Excerpted text:
────

Flattening of parameters: what do we do? #46

torfjelde · 2023-03-25T16:02:59Z

torfjelde
Mar 25, 2023
Maintainer

Overview

Flattening of parameters is an issue that has been discussed many times in the Julia community, and there are numerous attempts at addressing this:

ParameterHandling.jl
Functors.jl
Small piece of code doing something similar in DynamicPPL: https://github.com/TuringLang/DynamicPPL.jl/blob/b23acff013a9111c8ce2c89dbf5339e76234d120/src/utils.jl#L434-L473
- Basically the same approach as in ParameterHandling.jl but less extensive and AD-friendly.
And probably more.

This is also an issue we're facing here in AdvancedVI.jl, and it becomes particularly annoying when combined with Distributions.jl as we might want to work with different parameterizations of a given distribution, etc.

So the issue is:

How do we "flatten" nested structs, etc. into a something we can give AD-frameworks, i.e. AbstractVector{<:Real}, and allow specification of exactly which parameters are considered "learnable"?

torfjelde · 2023-03-25T16:03:03Z

torfjelde
Mar 25, 2023
Maintainer Author

The following is basically a copy-paste from #45 (comment), as I think this covers some of the discussion.

For flattening the parameters, @theogf has proposed ParameterHandling.jl. But it currently does not work well with AD. The current alternative is ModelWrappers.jlk, but it comes with many dependencies, potentially a governance topic.

────

Requirement:
Answer these questions about the thread above:
1. Which package, when combined with the flattening issue, makes it particularly annoying in AdvancedVI.jl?
2. Into what type should nested structs be flattened so they can be given to AD frameworks?
3. Who proposed ParameterHandling.jl for flattening the parameters?

Extracted records:

────

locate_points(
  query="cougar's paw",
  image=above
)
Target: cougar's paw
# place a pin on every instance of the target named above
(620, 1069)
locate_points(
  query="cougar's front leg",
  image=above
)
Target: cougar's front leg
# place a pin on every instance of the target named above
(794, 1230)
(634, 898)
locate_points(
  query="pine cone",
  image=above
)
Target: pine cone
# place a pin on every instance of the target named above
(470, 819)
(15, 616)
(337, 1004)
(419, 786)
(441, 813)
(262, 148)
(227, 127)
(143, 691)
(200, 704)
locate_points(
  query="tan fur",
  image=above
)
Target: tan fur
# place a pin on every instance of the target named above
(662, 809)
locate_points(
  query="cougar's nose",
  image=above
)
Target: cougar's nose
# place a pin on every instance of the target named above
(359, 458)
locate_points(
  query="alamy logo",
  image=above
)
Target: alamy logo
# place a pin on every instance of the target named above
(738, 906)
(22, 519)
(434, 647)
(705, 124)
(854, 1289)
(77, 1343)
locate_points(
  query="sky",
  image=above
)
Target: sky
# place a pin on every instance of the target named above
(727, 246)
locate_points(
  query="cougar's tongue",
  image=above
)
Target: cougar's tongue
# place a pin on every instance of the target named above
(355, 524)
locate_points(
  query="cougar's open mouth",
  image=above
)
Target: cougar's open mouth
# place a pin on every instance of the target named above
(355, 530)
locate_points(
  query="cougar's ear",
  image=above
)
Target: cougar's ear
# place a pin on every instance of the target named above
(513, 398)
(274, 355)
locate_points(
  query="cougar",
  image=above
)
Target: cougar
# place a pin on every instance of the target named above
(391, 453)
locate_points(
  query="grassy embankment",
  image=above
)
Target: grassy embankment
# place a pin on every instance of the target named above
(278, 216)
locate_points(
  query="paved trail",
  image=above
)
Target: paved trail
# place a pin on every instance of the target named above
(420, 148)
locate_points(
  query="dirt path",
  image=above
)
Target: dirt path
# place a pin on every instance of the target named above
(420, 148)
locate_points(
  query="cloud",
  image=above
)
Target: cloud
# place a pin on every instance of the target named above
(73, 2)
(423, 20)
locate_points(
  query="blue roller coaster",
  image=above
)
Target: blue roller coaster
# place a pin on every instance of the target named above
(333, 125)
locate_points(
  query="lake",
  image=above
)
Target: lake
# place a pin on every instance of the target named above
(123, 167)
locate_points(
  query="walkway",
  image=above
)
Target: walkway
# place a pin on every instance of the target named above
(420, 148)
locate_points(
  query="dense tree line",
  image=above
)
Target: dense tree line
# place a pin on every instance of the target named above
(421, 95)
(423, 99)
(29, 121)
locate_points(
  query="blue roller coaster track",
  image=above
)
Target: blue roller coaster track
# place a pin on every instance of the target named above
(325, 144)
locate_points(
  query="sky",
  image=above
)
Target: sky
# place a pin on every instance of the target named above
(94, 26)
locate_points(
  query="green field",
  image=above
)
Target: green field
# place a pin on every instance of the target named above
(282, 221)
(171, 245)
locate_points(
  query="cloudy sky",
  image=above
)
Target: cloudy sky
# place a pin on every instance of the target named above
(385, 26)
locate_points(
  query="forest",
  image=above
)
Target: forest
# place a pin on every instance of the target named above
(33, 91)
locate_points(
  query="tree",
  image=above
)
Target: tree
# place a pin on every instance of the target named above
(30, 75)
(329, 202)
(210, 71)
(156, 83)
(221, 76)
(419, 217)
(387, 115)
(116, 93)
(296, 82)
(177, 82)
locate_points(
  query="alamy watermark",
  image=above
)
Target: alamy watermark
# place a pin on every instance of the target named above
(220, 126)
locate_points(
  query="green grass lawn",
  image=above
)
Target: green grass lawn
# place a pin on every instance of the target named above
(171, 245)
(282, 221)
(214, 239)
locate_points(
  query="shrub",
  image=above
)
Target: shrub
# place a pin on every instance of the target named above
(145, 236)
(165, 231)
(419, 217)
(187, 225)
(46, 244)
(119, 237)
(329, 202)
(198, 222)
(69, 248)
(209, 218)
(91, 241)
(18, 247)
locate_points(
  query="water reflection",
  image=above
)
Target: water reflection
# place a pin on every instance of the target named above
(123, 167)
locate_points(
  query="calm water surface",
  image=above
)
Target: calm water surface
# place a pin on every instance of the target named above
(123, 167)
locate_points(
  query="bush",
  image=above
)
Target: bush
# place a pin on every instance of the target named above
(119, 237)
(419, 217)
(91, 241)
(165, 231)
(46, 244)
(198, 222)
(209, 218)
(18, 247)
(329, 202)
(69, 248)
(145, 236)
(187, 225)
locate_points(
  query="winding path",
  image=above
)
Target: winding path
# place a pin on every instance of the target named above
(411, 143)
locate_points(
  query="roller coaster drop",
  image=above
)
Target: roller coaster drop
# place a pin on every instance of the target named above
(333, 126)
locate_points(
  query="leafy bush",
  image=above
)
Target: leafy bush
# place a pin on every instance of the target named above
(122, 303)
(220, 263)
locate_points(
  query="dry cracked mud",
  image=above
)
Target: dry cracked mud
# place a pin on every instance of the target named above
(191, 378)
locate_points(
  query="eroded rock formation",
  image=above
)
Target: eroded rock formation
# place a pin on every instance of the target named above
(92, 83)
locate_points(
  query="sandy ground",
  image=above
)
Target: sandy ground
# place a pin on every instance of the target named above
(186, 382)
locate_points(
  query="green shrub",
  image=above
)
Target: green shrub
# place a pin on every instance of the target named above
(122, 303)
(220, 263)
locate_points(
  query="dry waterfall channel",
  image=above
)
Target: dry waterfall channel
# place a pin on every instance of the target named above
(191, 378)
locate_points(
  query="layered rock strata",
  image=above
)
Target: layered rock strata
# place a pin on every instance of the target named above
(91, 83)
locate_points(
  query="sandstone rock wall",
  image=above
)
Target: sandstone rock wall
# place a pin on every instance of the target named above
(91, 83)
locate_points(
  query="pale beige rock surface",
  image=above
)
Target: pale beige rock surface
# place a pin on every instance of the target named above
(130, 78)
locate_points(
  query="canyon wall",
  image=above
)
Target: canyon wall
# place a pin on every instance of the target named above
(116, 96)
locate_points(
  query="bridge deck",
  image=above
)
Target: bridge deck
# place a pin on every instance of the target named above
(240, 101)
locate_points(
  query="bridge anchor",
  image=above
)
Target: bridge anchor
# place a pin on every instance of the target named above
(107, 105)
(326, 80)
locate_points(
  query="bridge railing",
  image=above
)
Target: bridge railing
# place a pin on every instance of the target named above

────

Full output:
1. Distributions.jl
2. AbstractVector{<:Real}
3. @theogf